**PROBLEM DETAILS**:
Reproduce the data below verbatim, omitting the pictures.

***

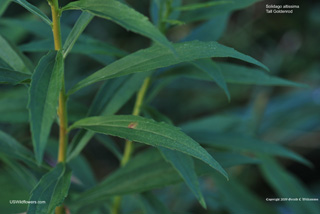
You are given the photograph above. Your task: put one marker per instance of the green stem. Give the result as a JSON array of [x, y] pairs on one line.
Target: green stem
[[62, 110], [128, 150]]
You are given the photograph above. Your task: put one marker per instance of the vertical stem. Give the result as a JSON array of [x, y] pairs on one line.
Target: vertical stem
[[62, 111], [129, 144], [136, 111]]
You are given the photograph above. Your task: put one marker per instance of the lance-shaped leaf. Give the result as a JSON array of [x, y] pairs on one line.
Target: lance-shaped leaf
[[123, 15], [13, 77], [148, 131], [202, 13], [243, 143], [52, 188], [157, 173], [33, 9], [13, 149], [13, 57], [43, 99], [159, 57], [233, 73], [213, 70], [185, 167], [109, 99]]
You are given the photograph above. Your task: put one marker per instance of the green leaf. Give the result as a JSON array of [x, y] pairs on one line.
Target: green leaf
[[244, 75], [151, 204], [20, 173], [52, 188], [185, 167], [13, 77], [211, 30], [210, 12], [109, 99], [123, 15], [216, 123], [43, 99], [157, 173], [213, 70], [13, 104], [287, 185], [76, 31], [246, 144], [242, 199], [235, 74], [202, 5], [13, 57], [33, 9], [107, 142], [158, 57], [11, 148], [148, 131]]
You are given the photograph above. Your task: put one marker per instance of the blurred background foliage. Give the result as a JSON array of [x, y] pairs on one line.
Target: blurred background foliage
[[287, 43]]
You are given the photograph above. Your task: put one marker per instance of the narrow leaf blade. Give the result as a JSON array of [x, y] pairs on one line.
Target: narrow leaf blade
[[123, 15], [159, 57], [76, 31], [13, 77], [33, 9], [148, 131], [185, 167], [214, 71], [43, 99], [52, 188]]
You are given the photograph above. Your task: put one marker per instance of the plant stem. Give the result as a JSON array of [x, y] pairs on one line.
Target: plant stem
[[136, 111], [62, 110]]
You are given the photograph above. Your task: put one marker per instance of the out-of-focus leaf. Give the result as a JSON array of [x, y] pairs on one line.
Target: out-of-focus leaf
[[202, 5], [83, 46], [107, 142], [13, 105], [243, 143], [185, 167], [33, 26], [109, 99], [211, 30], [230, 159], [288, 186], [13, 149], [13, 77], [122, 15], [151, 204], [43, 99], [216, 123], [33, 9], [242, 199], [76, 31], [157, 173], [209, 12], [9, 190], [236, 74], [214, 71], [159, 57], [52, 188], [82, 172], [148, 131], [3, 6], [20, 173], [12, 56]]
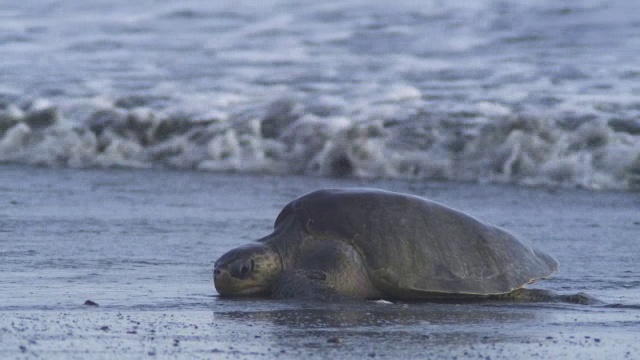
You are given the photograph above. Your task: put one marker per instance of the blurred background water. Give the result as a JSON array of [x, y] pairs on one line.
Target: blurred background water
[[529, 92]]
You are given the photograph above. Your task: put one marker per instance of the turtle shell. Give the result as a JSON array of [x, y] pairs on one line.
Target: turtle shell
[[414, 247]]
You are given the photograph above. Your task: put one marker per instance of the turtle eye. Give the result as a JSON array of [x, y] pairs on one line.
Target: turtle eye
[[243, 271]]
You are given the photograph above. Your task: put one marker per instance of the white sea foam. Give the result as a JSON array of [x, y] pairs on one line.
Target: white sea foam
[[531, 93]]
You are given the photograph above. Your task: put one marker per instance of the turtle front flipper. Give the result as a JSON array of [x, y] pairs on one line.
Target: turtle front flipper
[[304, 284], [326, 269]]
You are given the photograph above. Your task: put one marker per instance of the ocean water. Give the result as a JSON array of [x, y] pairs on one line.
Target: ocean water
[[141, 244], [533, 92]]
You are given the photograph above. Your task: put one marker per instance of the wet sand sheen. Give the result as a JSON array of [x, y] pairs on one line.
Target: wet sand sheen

***

**SOLUTION TO THE PROBLEM**:
You are given the photograph above. Your task: put one marker per instance of the green stem. Give the result as a JSON array of [x, y] pairs on one line.
Target: green stem
[[62, 110], [128, 150]]
You are given the photograph above. Your task: put one marker per instance of the vertical stem. Give the result as a JSON array of [x, y] pairs on one line.
Target: vertical stem
[[62, 111], [129, 144], [136, 111]]
You are given the photograph above. Your task: put one marker per instance of the lance-shaped leaf. Give the result as a JSON array of [x, y] pairs on one line.
Target: lance-shaped leaf
[[123, 15], [13, 77], [148, 131], [202, 13], [243, 143], [52, 188], [157, 173], [33, 9], [13, 149], [13, 57], [43, 99], [159, 57], [233, 73], [213, 70], [185, 167], [109, 99]]
You are given the photograph above. Your task: put one marker per instance of the green leaf. Give the result as a JSON array of [x, y] pairs on one line.
Target: green leaf
[[244, 75], [151, 204], [20, 173], [52, 188], [185, 167], [13, 77], [211, 30], [210, 12], [109, 99], [123, 15], [216, 123], [43, 99], [157, 173], [213, 70], [13, 104], [287, 185], [76, 31], [246, 144], [242, 199], [235, 74], [202, 5], [13, 57], [33, 9], [107, 142], [158, 57], [11, 148], [148, 131]]
You are given the photograph above. Your task: put one marker per instance of the blurred background foliage. Give the result as a JSON array of [x, y] pairs on one line.
Target: blurred background foliage
[[287, 43]]
You are given the photograph above. Your task: put one marker per instance of the narrow leaf blade. Give the result as a JSON array of [x, y] pairs on one line.
Target: narrow leaf blade
[[123, 15], [159, 57], [76, 31], [13, 77], [33, 9], [148, 131], [185, 167], [214, 71], [43, 99], [52, 188]]
You are given the photograph above. Your task: put one marker per instance of the plant stem. Give the result as a JSON array of [x, y] pairs on one line.
Target: plant stem
[[136, 111], [62, 110]]
You are given the photograph above. Your task: put one marker per instance of the out-of-focus leaf. Give the result as a JSON array of [x, y] pairs on one line.
Target: out-of-focus leaf
[[202, 5], [83, 46], [107, 142], [13, 105], [243, 143], [185, 167], [33, 26], [109, 99], [211, 30], [230, 159], [288, 186], [13, 149], [13, 77], [122, 15], [151, 204], [43, 99], [216, 123], [33, 9], [242, 199], [76, 31], [157, 173], [209, 12], [9, 190], [236, 74], [214, 71], [159, 57], [52, 188], [82, 172], [148, 131], [3, 6], [20, 173], [12, 56]]
You are given the photograph above. Your task: put one marker per instance of the blurred background water. Give the result as a JSON array of [x, y] pairs on one line.
Target: blurred background water
[[529, 92]]
You are given the photograph above. Your task: put one marker per instance of the turtle shell. Give the result as a JSON array of [x, y] pairs on one line.
Target: turtle shell
[[414, 247]]
You are given the photograph above. Your task: put one marker per instance of the turtle eye. Give the result as a JSON array of [x, y] pairs on one line.
Target: turtle eye
[[243, 271]]
You are given the photograph above. Your task: put one marker per instance of the white sea foam. Give the result as a JSON array of [x, y] pairs on one line.
Target: white sea foam
[[531, 93]]
You are given the photograph above. Your task: put one marker per instance of the turtle front flipper. Give the result as a JSON array of [x, y] pairs on one line.
Target: turtle front flipper
[[304, 284], [326, 269]]
You are given the photograph above. Your task: put one marker per instance of the ocean water. Give the result as a JSON array of [x, y] pairs on one line.
Target: ocean water
[[141, 244], [533, 92]]
You are given the photograph above. Your task: put one marker per instance of the wet sand sheen. Give the result as a JSON array of [x, y] pairs on one line.
Target: wet sand sheen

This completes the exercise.